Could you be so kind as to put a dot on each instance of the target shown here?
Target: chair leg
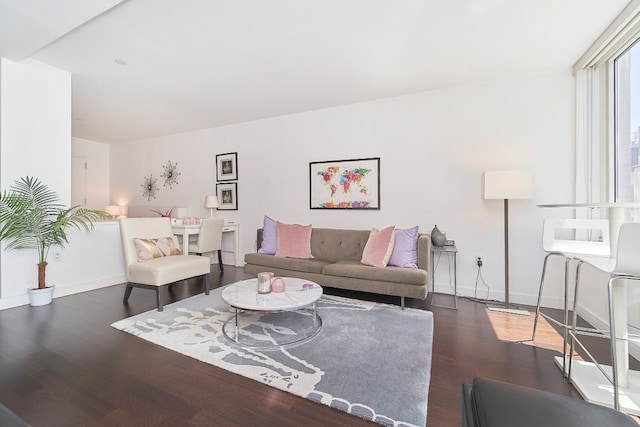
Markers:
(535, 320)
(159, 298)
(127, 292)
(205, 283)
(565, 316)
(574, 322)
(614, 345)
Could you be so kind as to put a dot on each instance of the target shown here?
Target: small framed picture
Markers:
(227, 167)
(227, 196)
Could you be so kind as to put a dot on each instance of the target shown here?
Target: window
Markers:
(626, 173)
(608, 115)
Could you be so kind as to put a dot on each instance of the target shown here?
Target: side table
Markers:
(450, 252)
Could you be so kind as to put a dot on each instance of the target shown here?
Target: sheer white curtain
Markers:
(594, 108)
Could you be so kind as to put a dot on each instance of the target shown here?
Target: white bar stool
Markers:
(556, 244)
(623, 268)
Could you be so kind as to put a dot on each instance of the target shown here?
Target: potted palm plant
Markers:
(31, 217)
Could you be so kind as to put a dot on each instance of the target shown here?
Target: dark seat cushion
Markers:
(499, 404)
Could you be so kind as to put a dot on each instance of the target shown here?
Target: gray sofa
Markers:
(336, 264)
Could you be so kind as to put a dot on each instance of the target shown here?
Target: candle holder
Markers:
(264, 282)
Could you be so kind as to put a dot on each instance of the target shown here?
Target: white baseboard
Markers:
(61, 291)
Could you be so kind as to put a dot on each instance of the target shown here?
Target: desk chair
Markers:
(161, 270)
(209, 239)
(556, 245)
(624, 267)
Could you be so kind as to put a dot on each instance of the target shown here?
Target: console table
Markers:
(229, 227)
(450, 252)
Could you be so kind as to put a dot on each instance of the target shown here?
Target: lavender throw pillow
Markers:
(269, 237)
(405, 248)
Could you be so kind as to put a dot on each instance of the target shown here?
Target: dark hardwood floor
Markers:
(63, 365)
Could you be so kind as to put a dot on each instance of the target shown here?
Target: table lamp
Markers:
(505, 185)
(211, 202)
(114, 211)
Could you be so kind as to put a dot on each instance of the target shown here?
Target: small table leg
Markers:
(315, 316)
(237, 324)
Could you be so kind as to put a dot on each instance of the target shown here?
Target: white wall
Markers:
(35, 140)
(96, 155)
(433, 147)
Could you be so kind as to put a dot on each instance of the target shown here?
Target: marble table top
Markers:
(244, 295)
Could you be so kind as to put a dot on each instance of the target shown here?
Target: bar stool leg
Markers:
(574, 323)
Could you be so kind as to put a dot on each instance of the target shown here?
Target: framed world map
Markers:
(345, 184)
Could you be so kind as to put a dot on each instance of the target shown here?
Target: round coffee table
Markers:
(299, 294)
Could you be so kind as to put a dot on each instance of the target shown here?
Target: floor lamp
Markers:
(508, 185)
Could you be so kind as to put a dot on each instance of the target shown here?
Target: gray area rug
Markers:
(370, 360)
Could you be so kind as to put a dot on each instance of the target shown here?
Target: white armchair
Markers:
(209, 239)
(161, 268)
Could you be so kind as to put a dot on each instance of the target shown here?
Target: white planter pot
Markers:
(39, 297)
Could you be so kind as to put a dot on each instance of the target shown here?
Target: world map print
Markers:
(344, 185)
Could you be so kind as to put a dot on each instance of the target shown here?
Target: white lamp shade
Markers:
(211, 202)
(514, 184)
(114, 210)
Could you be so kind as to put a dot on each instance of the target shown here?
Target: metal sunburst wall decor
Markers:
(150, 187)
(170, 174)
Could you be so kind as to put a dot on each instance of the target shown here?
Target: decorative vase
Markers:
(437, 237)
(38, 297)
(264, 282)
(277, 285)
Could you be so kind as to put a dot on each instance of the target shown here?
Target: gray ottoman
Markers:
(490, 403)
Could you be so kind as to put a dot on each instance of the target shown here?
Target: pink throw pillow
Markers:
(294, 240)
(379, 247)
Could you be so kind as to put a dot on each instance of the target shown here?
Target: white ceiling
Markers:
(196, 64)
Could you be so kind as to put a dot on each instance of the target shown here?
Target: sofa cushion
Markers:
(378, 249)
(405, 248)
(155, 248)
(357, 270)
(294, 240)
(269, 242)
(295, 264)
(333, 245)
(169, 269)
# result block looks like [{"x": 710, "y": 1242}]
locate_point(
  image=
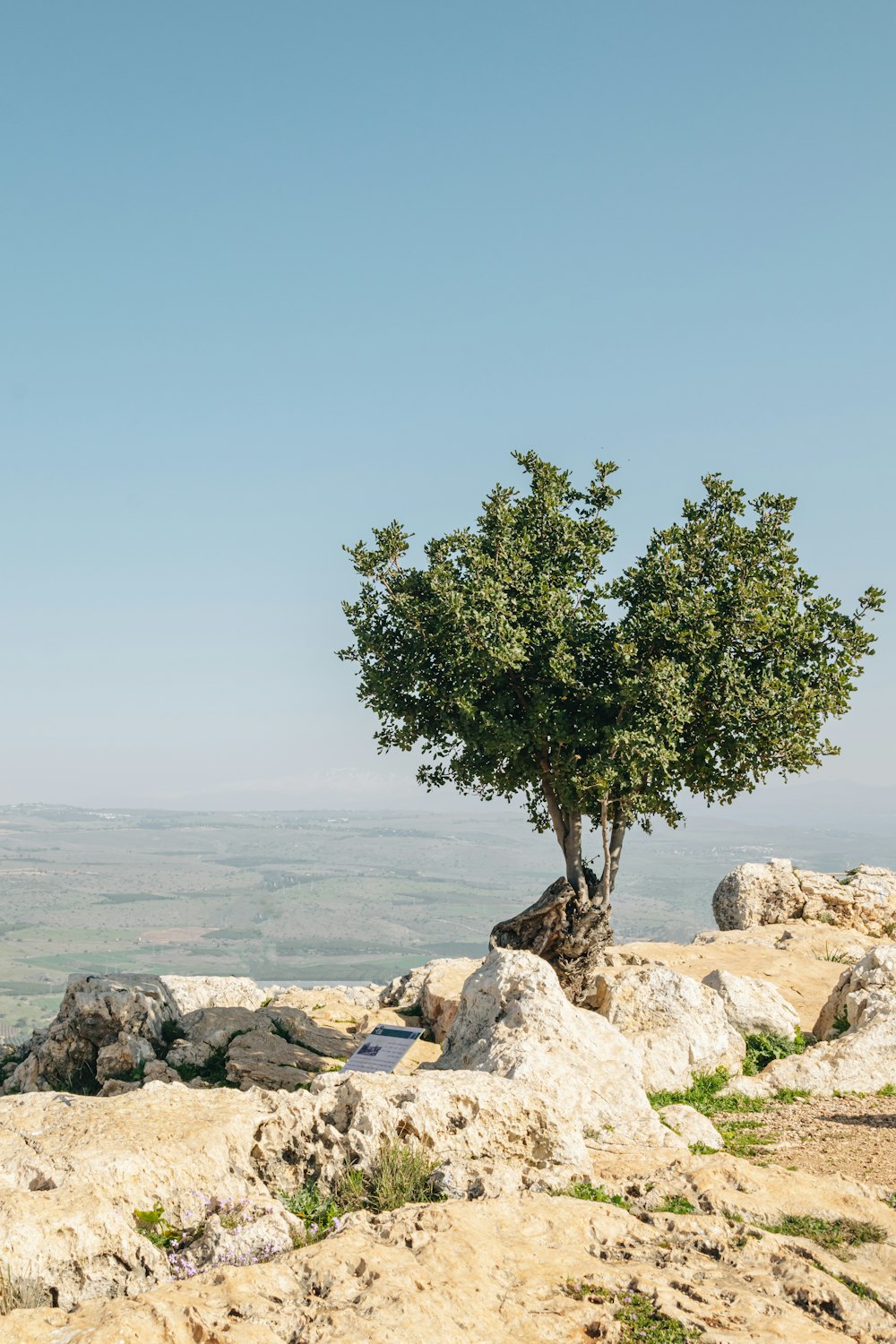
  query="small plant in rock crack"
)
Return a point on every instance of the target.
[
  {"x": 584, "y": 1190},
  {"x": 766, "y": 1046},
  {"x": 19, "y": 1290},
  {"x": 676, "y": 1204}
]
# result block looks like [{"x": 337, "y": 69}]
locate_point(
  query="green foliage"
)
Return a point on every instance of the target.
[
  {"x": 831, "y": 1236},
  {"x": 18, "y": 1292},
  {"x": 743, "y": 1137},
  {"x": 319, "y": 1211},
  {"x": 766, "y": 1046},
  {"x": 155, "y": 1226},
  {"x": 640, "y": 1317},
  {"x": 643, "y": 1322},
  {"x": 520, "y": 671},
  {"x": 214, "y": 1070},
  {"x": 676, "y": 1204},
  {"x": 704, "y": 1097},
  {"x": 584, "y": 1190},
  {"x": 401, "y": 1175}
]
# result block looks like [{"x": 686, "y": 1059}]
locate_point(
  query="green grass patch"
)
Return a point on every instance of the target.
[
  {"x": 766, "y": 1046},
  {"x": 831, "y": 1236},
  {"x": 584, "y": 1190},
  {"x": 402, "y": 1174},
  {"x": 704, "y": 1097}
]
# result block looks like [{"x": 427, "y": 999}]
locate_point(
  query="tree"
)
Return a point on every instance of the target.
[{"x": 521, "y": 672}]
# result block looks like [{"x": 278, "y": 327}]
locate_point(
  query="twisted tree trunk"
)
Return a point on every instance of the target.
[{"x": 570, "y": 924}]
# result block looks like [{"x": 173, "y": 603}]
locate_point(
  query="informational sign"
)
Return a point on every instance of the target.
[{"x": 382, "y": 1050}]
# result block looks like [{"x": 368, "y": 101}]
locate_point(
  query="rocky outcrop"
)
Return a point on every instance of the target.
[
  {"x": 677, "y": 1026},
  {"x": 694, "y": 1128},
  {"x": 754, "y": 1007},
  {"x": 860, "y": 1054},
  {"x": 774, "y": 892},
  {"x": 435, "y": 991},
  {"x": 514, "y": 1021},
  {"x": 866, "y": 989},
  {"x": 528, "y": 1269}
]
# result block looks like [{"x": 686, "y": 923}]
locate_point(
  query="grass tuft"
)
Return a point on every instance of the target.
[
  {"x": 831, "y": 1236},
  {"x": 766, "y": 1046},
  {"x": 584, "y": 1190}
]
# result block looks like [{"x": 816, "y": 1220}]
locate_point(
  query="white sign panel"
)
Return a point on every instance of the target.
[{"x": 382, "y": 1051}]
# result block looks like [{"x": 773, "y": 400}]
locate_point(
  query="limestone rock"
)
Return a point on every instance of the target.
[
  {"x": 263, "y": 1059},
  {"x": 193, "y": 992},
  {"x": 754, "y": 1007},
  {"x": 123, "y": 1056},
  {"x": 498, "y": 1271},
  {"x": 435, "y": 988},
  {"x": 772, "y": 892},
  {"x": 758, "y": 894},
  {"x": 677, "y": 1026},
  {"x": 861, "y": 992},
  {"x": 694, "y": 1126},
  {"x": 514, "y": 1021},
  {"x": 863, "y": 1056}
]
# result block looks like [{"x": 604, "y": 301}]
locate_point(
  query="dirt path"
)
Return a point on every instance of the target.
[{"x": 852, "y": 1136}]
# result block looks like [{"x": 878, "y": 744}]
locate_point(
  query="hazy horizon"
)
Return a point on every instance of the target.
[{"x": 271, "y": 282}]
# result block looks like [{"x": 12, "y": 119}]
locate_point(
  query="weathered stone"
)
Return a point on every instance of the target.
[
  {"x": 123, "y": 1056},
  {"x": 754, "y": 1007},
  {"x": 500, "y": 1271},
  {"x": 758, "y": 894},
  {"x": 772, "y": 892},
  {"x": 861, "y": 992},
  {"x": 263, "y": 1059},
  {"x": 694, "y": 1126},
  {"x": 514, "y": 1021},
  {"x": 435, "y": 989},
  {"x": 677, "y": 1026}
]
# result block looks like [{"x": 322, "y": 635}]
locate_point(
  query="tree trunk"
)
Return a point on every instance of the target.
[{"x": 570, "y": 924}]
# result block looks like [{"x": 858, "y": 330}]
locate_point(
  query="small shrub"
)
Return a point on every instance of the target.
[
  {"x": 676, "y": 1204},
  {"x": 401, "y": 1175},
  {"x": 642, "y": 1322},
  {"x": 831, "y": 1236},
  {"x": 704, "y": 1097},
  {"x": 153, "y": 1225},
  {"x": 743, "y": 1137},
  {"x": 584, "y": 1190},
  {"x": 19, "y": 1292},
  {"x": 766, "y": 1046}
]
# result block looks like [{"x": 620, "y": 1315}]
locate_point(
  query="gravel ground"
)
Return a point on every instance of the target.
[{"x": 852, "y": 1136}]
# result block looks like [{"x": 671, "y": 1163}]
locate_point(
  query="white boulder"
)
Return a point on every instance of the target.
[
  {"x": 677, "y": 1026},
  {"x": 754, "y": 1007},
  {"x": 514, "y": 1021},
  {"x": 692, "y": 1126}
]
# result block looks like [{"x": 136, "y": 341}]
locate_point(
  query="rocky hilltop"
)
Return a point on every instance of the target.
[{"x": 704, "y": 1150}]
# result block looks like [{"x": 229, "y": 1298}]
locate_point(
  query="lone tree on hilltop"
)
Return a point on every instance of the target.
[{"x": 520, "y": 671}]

----

List each line of the listing above that contains the word "cushion", copying every such line in full.

Target: dark seat cushion
Target: sofa cushion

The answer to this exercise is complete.